TASK OBJECTIVE
Below are records to write out again, exactly as they read.

╭─ DATA

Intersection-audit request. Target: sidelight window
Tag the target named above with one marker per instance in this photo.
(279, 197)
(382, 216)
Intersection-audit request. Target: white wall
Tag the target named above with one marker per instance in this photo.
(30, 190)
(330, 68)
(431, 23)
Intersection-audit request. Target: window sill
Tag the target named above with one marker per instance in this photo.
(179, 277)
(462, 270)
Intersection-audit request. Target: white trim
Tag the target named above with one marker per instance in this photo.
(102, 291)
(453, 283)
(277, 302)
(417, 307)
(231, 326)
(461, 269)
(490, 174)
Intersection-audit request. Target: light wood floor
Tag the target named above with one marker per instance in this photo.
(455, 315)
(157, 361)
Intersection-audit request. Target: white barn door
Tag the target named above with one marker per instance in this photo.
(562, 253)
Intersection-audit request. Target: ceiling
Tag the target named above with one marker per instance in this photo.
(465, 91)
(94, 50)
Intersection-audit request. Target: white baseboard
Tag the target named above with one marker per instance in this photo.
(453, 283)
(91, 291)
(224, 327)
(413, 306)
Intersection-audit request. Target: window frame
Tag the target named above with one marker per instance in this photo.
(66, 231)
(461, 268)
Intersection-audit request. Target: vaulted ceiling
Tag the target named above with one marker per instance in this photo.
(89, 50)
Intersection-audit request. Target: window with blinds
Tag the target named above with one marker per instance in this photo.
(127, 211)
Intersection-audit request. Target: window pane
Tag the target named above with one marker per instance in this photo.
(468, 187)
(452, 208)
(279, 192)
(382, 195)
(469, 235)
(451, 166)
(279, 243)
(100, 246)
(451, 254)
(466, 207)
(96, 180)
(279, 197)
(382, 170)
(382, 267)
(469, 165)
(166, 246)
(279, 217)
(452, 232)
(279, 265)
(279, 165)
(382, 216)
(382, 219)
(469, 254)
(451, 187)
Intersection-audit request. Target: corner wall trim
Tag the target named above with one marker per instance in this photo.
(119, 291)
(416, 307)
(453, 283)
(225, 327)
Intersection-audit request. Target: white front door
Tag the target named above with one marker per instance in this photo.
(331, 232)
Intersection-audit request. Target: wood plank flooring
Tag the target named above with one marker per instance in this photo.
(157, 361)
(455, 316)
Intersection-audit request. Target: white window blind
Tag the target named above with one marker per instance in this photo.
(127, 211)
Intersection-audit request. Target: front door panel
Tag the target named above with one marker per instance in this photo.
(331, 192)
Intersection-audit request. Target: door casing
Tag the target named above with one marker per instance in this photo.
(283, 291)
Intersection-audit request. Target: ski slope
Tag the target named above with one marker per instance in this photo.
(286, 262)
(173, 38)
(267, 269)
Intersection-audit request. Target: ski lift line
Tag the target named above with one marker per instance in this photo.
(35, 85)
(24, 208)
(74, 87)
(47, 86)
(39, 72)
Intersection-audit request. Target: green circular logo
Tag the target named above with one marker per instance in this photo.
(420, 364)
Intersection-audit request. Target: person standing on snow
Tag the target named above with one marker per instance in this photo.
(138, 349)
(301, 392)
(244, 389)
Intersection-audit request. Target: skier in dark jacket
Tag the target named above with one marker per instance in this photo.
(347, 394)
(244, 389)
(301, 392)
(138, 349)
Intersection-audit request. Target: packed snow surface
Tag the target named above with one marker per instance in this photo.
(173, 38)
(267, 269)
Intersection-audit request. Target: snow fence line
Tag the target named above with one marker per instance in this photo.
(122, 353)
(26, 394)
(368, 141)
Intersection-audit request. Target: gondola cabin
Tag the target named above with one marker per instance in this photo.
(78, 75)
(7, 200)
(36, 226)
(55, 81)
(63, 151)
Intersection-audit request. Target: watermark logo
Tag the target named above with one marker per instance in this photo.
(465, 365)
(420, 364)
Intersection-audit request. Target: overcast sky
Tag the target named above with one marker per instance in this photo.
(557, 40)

╰─

RESPONSE TO THE EXERCISE
Intersection-audit request. Target: sidelight window
Tag the target named above with one marker per instance in this photo.
(279, 197)
(382, 216)
Intersection-audit request. Target: white wall
Tag the target named above with one marker per instance in this photo.
(30, 190)
(330, 68)
(431, 23)
Intersection-audit request. Target: window sill
Tag the target named above with one marker per instance in this photo.
(179, 277)
(462, 270)
Intersection-audit request. Target: white trim
Tag the target named above with one marker per instance in this photo.
(102, 291)
(453, 283)
(277, 302)
(417, 307)
(231, 326)
(461, 269)
(490, 174)
Intersection-audit request. Target: light wood floor
Tag the target named above with one marker per instance in this photo.
(455, 315)
(157, 361)
Intersection-audit request. Target: white barn door
Tag the target named above with one marker per instance in this photo.
(562, 253)
Intersection-audit request. Target: ceiling
Tag the target named above with one marker per instance in this photo.
(465, 91)
(94, 50)
Intersection-audit request. Target: white baseboard
Tag the target named above with one marker per instance in this photo.
(453, 283)
(91, 291)
(224, 327)
(413, 306)
Intersection-audit request. Target: window frame
Tag the target named above with one marker per instance in this photo.
(66, 231)
(461, 268)
Intersection-audit request. Target: vaulted ceiling
Tag the target named above with one marker per instance in this photo.
(89, 50)
Intersection-audit request. Target: window with blinds
Tag the target named above with one marker per instance in this photo.
(127, 211)
Intersection-audit request. Target: window pane
Tag the target named above with one marker per instance in this photo.
(468, 187)
(452, 208)
(279, 192)
(382, 195)
(469, 235)
(451, 166)
(279, 243)
(100, 246)
(451, 254)
(466, 207)
(96, 180)
(279, 197)
(382, 170)
(382, 267)
(469, 165)
(166, 246)
(279, 217)
(452, 232)
(279, 265)
(279, 165)
(382, 216)
(382, 219)
(469, 254)
(451, 187)
Intersection-audit request. Target: corner wall trim
Tag the target named above with one marker per instance in this photo.
(119, 291)
(416, 307)
(453, 283)
(225, 327)
Intersection-audit request. Target: white front door
Tag the target named above with one marker per instance in this photo.
(331, 232)
Intersection-audit request. Target: wood plank flooring
Tag the target named above with one marker per instance in this photo.
(157, 361)
(455, 316)
Intersection-audit request. Target: white window blind
Tag the target named above with one marker per instance in this photo.
(127, 211)
Intersection-audit request. Target: front door panel
Tag the target named above with one marker per instance in this photo.
(331, 192)
Intersection-audit request. Target: door casing
Tag the target named above with one marker per instance in this photo.
(283, 291)
Intersection-audit request. Target: ski slope
Tag the target named above with one marker per instance in this photo.
(286, 262)
(173, 38)
(267, 269)
Intersection-audit request. Target: ski lift line
Tag the target named above with one marker per instance in this photo.
(35, 85)
(24, 208)
(74, 87)
(47, 86)
(39, 72)
Intersection-audit request. Target: green circular logo
Tag the target named above with one marker per instance in this photo.
(420, 364)
Intersection-audit request. Target: person standing on snow
Tag the target named above with one marker per instance in this photo.
(138, 349)
(301, 392)
(244, 389)
Intersection-audit request. Target: skier in dark jacket
Tag the target named above with one marker per instance in this photo.
(347, 394)
(244, 389)
(301, 392)
(138, 349)
Intersection-audit request. Target: packed snow surface
Tag the target named above with one marker per instance in this photo.
(173, 38)
(267, 269)
Intersection-audit request. Target: snow fence line
Tag the target named above with one marker per instance in this photo.
(122, 353)
(26, 394)
(368, 141)
Intersection-audit request. Target: gondola cabin
Tag the target named above with one marker per instance in this photo.
(78, 75)
(7, 200)
(36, 226)
(55, 81)
(63, 151)
Intersection-audit request. Target: watermark logo
Tag the target named above with one marker per instance in this photo.
(465, 365)
(420, 364)
Intersection-audit request. Target: overcast sky
Tag the target named above with one marker per instance in this photo.
(557, 40)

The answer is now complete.